__EXCERPTED TEXT__

>>>>

U.S. Hospitals Increasingly Collaborate To Provide Needed Services
Hospitals nationwide increasingly are collaborating with each other to offer services that previously were unavailable at the facilities and to learn about other programs, according to Rick Wade, senior vice president of the American Hospital Association, the Arkansas Democrat-Gazette reports. Wade said such collaborations range from physician exchanges to telemedicine agreements, under which specialists from large urban hospitals consult with physicians at smaller, rural hospitals. He added that the partnerships are particularly common among children's hospitals, which "have a common mission and often a common structure."
The Democrat-Gazette examined such collaboration between physicians from Cincinnati Children's Hospital and Arkansas Children's Hospital. Under the partnership, which will begin in December, Cincinnati physicians will travel to Arkansas Children's Hospital once monthly to perform procedures that previously were only performed out of state, and Arkansas medical personnel will travel to Cincinnati to teach hospital staff about their patient-transport program, the Democrat-Gazette reports.

<<<<

[Records from a data source]
>>>>

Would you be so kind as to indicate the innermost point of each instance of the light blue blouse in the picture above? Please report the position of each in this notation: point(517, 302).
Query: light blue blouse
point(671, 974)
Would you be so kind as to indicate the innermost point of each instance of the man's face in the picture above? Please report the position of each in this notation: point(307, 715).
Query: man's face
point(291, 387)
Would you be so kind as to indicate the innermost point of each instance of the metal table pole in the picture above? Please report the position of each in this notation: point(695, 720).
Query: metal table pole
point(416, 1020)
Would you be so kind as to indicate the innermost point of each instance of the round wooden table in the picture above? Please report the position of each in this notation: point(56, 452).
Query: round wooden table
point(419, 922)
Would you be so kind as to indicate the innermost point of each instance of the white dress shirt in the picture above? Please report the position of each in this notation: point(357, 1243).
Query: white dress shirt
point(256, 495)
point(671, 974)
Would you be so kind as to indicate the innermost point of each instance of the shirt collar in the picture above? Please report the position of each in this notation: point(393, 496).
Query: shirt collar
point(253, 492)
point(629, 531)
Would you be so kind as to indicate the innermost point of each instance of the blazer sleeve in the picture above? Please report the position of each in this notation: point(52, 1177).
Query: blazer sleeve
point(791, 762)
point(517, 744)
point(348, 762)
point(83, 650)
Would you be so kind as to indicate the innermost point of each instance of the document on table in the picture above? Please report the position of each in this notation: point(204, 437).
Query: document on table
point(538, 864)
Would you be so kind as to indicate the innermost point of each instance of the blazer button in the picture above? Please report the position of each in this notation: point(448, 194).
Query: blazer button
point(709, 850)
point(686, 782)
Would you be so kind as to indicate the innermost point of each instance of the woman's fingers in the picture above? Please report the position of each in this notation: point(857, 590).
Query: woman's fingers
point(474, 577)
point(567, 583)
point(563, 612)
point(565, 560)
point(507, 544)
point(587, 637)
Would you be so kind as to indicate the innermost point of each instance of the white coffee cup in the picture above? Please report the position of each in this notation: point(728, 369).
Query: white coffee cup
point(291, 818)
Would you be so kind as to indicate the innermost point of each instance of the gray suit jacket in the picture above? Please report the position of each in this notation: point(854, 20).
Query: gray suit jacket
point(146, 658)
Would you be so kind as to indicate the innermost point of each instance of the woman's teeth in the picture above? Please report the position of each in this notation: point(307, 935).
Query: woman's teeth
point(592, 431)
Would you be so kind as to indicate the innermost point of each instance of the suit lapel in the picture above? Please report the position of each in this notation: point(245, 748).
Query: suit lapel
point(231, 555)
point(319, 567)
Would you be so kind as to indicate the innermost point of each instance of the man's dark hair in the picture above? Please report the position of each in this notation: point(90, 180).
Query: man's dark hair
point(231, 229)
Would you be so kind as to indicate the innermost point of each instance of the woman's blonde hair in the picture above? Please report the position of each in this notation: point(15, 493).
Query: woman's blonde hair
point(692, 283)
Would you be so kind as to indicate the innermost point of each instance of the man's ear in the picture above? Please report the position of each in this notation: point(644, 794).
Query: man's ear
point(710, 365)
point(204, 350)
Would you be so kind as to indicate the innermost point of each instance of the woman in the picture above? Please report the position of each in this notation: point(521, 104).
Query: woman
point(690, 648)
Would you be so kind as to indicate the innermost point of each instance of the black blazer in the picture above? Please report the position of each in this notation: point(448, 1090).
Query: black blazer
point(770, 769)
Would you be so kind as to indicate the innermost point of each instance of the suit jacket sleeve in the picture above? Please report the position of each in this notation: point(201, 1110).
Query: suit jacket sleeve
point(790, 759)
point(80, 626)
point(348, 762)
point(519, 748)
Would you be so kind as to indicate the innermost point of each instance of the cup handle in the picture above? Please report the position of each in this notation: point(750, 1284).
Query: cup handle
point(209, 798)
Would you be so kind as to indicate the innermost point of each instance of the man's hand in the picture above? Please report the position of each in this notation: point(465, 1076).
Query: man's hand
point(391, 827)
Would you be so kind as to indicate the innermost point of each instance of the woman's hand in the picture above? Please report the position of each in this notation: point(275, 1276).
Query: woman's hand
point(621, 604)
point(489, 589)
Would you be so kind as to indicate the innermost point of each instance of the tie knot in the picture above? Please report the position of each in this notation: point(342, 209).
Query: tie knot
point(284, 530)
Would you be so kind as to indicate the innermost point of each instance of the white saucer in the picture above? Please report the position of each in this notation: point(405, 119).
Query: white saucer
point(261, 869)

<<<<

__STUDY QUESTIONS__
1) Return, word for word, the passage of the hospital collaboration article that begins at the words "The Democrat-Gazette examined" and stops after "the Democrat-Gazette reports.".
2) List every organization the article on hospital collaboration mentions by name.
3) Continue the article on hospital collaboration from its last sentence.
The items are separate material, apart from the article.

__OUTPUTS BY TASK__
1)
The Democrat-Gazette examined such collaboration between physicians from Cincinnati Children's Hospital and Arkansas Children's Hospital. Under the partnership, which will begin in December, Cincinnati physicians will travel to Arkansas Children's Hospital once monthly to perform procedures that previously were only performed out of state, and Arkansas medical personnel will travel to Cincinnati to teach hospital staff about their patient-transport program, the Democrat-Gazette reports.

2)
American Hospital Association
Arkansas Democrat-Gazette
Cincinnati Children's Hospital
Arkansas Children's Hospital

3)
Jonathan Bates, Arkansas Children's president and CEO, in a statement said that the arrangement will help the hospital "reduce a significant backlog of patients who need multiple urological procedures," and the Democrat-Gazette reports the collaboration "will save families the stress and cost of traveling for weeks at a time." Herman Rumpke, assistant vice president for business and planning development at the Cincinnati hospital, said that the facility is interested in learning about the Arkansas patient-transport program as part of its plan to offer children subspecialty services near their homes. Arkansas Children's has "become one of the authorities in this area, and we're looking to learn," Rumpke said.
Both hospitals have expressed interest in developing the affiliation and adding more exchange programs in the future. Rumpke said, "The more we can complement each other in terms of expertise, the better care that's going to be delivered" (Park, Arkansas Democrat-Gazette, 10/20).